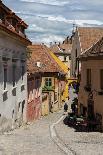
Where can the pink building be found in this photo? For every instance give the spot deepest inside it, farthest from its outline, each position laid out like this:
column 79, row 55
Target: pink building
column 34, row 97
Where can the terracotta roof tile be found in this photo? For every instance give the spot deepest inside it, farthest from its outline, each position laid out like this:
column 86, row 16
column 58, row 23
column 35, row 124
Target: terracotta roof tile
column 62, row 48
column 95, row 50
column 89, row 35
column 40, row 54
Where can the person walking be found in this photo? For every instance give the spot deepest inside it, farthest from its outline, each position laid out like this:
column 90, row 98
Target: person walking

━━━━━━━━━━━━━━━━━━━━

◆ WHAT IS EXPECTED ◆
Because only the text is wanted, repeat all the entries exactly and leave out the pictures.

◆ EXPECTED ANSWER ◆
Where can the pink building be found in this photo? For every instance give the spot deepest inside it, farthest from its outline, each position laid out like this:
column 79, row 55
Target: pink building
column 34, row 97
Where can the terracotta roof tile be found in this photo? For every instance give the spot deepest inside it, farthest from its outline, each position laid out like this:
column 86, row 16
column 58, row 23
column 35, row 124
Target: terracotta roof tile
column 62, row 48
column 95, row 50
column 89, row 35
column 40, row 54
Where can the person walking be found in this photo? For every instance give the spot deepest inside it, farthest from its outline, each position laid out like this:
column 90, row 98
Target: person walking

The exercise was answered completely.